Return every line of the entries below that contains the string "Please", treating uppercase and lowercase as different.

**Exercise material**
════════════════
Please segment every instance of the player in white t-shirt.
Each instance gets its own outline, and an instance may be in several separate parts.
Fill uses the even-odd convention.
════════════════
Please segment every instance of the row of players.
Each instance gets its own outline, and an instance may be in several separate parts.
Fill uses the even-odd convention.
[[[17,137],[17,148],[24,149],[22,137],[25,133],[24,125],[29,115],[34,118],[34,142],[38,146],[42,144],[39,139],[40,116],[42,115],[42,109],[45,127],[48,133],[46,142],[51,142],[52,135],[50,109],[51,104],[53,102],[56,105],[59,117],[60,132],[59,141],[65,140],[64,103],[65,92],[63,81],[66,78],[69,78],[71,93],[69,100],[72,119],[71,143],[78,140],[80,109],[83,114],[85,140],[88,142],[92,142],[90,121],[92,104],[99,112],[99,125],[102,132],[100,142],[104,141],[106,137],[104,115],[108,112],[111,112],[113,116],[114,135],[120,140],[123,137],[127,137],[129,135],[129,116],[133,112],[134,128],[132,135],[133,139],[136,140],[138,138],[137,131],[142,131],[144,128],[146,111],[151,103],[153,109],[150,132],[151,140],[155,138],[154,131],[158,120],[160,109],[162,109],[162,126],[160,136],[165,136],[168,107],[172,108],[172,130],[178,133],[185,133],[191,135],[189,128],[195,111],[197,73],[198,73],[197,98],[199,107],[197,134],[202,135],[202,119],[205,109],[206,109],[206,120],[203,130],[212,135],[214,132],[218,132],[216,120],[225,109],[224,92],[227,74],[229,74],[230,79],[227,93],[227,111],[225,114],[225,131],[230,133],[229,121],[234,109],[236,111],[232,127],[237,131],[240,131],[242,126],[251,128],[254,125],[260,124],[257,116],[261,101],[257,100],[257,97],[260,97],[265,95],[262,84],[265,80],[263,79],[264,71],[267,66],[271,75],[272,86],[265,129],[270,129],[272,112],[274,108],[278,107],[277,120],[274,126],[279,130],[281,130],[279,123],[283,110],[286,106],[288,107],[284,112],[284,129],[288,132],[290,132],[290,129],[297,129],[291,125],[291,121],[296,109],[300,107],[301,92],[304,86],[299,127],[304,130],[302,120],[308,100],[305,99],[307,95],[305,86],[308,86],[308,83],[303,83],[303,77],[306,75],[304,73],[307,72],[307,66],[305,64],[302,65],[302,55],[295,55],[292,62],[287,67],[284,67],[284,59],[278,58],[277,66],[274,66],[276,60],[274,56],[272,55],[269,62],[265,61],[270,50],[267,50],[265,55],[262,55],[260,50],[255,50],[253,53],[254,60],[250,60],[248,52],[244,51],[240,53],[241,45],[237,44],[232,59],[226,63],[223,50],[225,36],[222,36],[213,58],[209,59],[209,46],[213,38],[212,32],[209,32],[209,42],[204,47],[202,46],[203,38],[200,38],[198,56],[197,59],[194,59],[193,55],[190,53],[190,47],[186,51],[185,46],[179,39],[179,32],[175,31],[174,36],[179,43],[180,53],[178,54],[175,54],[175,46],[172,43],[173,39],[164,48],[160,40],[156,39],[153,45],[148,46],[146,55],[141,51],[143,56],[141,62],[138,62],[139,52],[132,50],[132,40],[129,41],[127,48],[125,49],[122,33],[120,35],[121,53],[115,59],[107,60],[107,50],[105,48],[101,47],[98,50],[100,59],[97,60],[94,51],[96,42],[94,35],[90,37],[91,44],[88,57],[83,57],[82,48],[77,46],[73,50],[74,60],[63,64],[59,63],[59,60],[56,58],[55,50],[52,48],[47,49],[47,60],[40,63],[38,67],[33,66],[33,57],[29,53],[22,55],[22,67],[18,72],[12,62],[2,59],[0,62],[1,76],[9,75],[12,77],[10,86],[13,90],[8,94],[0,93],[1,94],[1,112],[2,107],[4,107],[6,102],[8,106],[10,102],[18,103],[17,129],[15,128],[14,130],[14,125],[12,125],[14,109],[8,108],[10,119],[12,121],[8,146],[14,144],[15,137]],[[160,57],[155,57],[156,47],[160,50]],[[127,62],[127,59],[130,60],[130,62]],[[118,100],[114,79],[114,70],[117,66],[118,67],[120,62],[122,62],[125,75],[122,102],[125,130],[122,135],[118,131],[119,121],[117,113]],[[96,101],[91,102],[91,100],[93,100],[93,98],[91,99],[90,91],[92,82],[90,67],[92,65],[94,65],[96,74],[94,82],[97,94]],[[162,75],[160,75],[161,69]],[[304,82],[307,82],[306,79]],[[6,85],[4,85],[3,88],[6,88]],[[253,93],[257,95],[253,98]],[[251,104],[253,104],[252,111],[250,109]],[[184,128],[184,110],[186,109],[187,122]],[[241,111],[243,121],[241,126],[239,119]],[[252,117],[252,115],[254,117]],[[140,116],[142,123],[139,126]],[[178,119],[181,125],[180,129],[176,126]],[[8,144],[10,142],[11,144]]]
════════════════
**Task result**
Please segment every instance of the player in white t-shirt.
Please segment every instance of the row of players.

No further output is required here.